>> Start AVAILABLE RECORDS

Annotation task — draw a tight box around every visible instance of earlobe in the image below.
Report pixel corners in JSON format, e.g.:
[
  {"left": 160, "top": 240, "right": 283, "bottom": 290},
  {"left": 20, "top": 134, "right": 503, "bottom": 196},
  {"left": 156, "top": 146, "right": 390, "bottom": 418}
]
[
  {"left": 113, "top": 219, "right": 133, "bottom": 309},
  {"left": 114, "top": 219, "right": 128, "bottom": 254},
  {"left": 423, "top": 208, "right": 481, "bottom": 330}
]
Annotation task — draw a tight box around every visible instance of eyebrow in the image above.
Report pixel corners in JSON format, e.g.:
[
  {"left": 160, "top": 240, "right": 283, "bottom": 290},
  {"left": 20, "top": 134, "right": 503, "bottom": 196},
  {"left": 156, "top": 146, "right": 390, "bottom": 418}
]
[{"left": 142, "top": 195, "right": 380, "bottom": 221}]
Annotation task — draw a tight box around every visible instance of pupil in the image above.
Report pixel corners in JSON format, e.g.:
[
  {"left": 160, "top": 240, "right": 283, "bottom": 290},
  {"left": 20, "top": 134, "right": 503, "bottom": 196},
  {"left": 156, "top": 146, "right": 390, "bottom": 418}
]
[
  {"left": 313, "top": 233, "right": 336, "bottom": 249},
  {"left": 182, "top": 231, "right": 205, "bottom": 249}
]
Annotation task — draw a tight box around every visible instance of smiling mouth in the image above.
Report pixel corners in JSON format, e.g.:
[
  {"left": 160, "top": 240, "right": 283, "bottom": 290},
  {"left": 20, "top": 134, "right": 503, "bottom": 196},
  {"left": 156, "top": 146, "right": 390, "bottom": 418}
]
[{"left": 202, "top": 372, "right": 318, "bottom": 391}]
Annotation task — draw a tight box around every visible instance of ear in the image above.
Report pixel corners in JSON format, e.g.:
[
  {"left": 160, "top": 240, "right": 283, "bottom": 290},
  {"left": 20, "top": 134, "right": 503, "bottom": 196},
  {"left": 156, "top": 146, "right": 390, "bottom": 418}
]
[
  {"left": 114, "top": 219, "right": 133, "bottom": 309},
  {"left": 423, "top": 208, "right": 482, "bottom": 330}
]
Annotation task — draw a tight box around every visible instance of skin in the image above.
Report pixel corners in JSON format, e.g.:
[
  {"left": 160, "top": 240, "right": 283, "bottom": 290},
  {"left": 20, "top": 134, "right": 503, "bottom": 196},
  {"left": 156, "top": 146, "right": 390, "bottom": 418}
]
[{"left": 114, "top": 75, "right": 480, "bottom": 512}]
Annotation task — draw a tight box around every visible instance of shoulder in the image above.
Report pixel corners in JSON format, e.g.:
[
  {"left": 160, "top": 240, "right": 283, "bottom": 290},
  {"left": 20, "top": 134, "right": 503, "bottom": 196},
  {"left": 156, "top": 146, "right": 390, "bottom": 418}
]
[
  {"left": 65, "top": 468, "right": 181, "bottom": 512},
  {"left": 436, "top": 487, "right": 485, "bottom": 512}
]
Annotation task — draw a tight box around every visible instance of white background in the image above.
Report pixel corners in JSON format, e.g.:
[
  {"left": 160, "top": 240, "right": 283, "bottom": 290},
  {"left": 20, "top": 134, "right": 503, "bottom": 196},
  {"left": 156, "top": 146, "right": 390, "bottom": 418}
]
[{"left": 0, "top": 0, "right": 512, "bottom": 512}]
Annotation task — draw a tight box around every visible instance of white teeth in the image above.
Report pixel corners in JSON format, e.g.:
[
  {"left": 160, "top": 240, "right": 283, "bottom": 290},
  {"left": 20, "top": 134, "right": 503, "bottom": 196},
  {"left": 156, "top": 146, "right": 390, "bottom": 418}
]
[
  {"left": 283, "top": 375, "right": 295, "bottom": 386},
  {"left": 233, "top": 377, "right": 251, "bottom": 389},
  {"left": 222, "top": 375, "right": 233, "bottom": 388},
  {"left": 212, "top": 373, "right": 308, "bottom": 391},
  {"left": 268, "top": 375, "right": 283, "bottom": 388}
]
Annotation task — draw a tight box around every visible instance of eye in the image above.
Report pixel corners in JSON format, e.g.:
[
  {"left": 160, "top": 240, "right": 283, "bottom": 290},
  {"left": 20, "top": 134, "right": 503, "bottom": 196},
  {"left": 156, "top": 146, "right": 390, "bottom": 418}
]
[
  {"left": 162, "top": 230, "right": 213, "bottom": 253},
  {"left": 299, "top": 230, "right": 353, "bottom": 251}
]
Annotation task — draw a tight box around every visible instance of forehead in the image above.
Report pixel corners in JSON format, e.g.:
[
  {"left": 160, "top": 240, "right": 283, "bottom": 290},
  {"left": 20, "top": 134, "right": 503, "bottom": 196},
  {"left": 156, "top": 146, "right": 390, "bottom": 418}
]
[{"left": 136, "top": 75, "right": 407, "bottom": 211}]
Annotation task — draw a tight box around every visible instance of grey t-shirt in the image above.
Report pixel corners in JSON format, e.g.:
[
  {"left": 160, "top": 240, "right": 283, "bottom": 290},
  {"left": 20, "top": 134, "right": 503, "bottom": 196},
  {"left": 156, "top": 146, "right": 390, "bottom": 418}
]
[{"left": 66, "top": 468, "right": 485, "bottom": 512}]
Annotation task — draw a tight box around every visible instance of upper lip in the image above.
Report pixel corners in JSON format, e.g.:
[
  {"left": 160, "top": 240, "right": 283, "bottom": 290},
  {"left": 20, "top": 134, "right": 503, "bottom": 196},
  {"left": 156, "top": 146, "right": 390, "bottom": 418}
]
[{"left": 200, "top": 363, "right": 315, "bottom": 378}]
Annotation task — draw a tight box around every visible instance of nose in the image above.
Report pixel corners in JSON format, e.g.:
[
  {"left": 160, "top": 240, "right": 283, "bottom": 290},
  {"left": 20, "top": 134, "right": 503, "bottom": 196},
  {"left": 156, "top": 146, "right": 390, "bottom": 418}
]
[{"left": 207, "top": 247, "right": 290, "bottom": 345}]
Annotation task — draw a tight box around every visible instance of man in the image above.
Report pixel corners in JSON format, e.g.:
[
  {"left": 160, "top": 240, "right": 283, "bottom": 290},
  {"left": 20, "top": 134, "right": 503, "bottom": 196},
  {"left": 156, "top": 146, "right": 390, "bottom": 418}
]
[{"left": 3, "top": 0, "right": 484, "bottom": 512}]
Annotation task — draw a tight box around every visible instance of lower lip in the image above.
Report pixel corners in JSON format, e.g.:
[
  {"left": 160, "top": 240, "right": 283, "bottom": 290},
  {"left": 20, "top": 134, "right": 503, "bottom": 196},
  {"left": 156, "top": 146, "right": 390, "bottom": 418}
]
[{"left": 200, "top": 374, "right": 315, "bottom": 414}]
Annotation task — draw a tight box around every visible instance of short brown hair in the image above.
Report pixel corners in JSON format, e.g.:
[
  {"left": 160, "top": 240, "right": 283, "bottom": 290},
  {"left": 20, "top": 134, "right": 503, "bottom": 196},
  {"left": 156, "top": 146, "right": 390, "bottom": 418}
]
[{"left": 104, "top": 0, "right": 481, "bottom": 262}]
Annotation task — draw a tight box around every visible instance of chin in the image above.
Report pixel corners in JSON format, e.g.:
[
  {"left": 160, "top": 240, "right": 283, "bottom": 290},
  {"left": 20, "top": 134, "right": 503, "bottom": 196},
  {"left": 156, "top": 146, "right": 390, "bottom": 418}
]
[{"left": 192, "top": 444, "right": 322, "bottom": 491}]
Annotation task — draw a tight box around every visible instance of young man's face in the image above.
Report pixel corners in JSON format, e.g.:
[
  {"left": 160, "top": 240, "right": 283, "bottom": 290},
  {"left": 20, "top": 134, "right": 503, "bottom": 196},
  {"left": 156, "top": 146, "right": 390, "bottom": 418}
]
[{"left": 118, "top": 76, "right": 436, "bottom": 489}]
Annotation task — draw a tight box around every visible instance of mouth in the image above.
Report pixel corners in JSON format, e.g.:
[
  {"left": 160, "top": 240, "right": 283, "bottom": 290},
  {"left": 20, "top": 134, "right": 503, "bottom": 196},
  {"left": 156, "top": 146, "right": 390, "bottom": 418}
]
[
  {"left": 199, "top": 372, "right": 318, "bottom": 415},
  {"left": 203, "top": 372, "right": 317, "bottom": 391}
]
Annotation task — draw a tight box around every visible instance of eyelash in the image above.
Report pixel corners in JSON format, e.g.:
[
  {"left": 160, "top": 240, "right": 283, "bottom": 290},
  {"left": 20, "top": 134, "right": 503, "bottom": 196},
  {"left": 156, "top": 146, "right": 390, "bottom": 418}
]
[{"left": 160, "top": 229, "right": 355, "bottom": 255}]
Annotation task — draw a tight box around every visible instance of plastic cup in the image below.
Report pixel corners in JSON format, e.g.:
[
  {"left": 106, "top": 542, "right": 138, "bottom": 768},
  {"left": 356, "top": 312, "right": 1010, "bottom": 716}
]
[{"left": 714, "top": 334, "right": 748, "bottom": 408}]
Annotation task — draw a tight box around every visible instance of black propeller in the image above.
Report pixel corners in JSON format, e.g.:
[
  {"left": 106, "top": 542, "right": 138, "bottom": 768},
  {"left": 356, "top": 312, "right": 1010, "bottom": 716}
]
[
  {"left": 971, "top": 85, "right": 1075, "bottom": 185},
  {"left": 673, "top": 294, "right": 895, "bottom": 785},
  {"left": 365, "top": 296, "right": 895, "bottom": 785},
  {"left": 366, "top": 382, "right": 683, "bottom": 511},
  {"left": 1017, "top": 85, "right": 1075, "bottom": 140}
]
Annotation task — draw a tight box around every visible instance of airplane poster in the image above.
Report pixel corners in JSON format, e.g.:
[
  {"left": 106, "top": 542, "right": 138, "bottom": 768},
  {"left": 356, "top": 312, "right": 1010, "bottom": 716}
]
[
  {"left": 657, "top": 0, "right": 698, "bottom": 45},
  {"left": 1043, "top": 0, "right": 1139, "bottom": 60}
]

>> End AVAILABLE RECORDS

Write out exactly the lines of the entries above that run from the line containing "eyelash in the image above." through the last line, including both.

OUTPUT FOR THIS EXERCISE:
Annotation task — draw a tight box around every visible instance of eyelash in the image above.
Report pixel corners in JSON format, e.g.:
[
  {"left": 160, "top": 240, "right": 283, "bottom": 290},
  {"left": 20, "top": 134, "right": 503, "bottom": 196},
  {"left": 156, "top": 146, "right": 390, "bottom": 418}
]
[{"left": 160, "top": 229, "right": 355, "bottom": 255}]
Annotation task — draw a tight box around every visible instance of plastic cup in the image below.
Report pixel corners in JSON format, e.g.:
[
  {"left": 106, "top": 542, "right": 138, "bottom": 768},
  {"left": 356, "top": 312, "right": 1010, "bottom": 716}
]
[{"left": 714, "top": 334, "right": 748, "bottom": 408}]
Annotation task — draw a tight box around every visible instance of black propeller in the image above.
Report pixel corners in JSON format, e.g.:
[
  {"left": 106, "top": 542, "right": 138, "bottom": 768},
  {"left": 356, "top": 312, "right": 1010, "bottom": 716}
]
[
  {"left": 971, "top": 85, "right": 1075, "bottom": 185},
  {"left": 673, "top": 294, "right": 895, "bottom": 785},
  {"left": 365, "top": 296, "right": 895, "bottom": 785},
  {"left": 366, "top": 382, "right": 683, "bottom": 511},
  {"left": 1017, "top": 85, "right": 1075, "bottom": 140}
]
Annotation task — draw a tight box around every visible instance of airplane poster in the image above.
Report pixel corners in JSON format, e.g.:
[
  {"left": 106, "top": 542, "right": 138, "bottom": 768},
  {"left": 356, "top": 312, "right": 1010, "bottom": 716}
]
[
  {"left": 657, "top": 0, "right": 698, "bottom": 45},
  {"left": 1043, "top": 0, "right": 1139, "bottom": 60}
]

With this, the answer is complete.